Segment Start: Exercise passage

How what many labeled a quixotic recall movement led to the ouster of Arizona’s most powerful politician

Citizens for a Better Arizona leader Randy Parraz speaks during a press conference at the state Capitol on Jan. 10, 2011, warning then-Senate President Russell Pearce to not pursue what Parraz deemed an extremist agenda during the legislative session. /Photo courtesy of Citizens for a Better Arizona.

Commentary by James E. Garcia | Arizona Mirror

One of the great stories in Arizona politics involves the recall 10 years ago this month of then-Republican Senate President Russell Pearce, the far-right author of the single most anti-immigrant bill in modern U.S. history, Senate Bill 1070.

More commonly known as the “show us your papers” law, its passage wreaked terror in the immigrant community, sparked a national economic boycott of Arizona, and supercharged an already growing progressive movement whose reverberations are still being felt across state politics today.

One of the people inspired to counter the threat posed by Pearce’s political ascent was Randy Parraz, a longtime community organizer and the founder and president of Citizens for a Better Arizona, which formed to drive the 2011 recall effort.

“I just couldn’t believe that someone with that type of extremist views — racist, anti-Latino — could be rewarded for that type of behavior.

That’s what really captured me and (made me decide and) say I have to do something,” said Parraz, who recently published, “Dignity by Fire,” a book about the recall.

For Parraz, Pearce’s draconian views on immigration were just the tip of the iceberg. “Of even greater concern to some families was his insistence on cutting Medicaid, rejecting billions of health care dollars from the federal government and eliminating funds to assist patients waiting for organ transplants,” Parraz writes. Pearce had also presided over a Senate that cut nearly a quarter of a billion dollars in funding from K–12 education.

“He was extreme in many ways,” Parraz said. “Anti-union, anti-worker, anti-women. He wanted to change laws to make it more difficult to press charges against a man when they committed domestic violence against a woman.”

Segment End: Exercise passage
Segment Start: Entries supplied

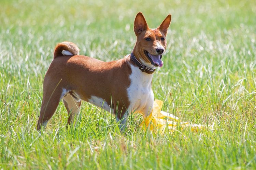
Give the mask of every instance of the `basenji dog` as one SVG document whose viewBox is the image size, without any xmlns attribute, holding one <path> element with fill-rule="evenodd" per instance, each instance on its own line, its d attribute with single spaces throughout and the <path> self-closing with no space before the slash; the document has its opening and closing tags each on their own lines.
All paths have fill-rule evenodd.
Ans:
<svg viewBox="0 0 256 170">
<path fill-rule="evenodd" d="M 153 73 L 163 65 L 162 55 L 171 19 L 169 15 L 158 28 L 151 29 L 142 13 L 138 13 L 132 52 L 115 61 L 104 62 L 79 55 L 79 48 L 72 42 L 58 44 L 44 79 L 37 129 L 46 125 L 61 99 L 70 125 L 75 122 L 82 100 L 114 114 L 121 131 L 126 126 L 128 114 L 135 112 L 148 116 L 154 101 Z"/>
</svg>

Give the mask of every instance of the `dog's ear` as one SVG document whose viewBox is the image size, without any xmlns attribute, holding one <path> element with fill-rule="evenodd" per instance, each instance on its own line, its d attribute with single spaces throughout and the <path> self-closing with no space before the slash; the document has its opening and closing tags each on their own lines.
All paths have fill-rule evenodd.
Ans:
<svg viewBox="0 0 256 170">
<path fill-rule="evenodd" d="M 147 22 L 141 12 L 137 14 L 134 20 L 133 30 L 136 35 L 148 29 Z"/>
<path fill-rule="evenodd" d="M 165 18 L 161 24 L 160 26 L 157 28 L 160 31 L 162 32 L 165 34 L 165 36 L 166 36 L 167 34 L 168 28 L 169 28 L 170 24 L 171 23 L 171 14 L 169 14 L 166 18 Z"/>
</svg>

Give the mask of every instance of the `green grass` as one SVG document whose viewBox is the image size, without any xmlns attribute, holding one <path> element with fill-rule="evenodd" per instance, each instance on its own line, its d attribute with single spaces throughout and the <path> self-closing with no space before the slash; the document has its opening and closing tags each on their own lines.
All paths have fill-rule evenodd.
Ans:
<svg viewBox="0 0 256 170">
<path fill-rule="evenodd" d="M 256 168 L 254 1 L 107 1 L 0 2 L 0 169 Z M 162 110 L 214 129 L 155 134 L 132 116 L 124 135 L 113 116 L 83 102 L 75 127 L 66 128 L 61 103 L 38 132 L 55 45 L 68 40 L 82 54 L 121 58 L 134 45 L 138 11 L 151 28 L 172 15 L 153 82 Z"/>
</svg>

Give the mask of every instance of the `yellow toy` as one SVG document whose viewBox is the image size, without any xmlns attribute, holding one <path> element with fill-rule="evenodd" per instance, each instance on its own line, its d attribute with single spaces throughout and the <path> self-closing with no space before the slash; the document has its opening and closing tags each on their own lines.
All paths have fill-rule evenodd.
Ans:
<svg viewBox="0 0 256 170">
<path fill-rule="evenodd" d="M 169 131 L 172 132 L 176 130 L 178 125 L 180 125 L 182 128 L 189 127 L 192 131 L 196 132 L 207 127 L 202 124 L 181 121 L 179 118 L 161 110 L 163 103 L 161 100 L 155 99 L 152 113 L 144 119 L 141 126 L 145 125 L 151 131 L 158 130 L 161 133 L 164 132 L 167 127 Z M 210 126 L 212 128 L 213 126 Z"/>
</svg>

Segment End: Entries supplied

Instructions to follow » In the commentary on the Pearce recall, what is the title of the book Randy Parraz recently published about the recall?

Answer to this exercise » "Dignity by Fire"